● Your goal:
Can you give the items below as a numbered list, leaving out any blank lines?

Records contained in a dataset
========================================================================
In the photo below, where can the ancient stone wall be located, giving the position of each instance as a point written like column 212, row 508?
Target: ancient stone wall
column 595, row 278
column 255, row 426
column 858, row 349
========================================================================
● Task result:
1. In the photo below, where can the ancient stone wall be located, giving the position of each instance as a point written like column 212, row 508?
2. Target: ancient stone wall
3. column 595, row 278
4. column 255, row 426
5. column 858, row 349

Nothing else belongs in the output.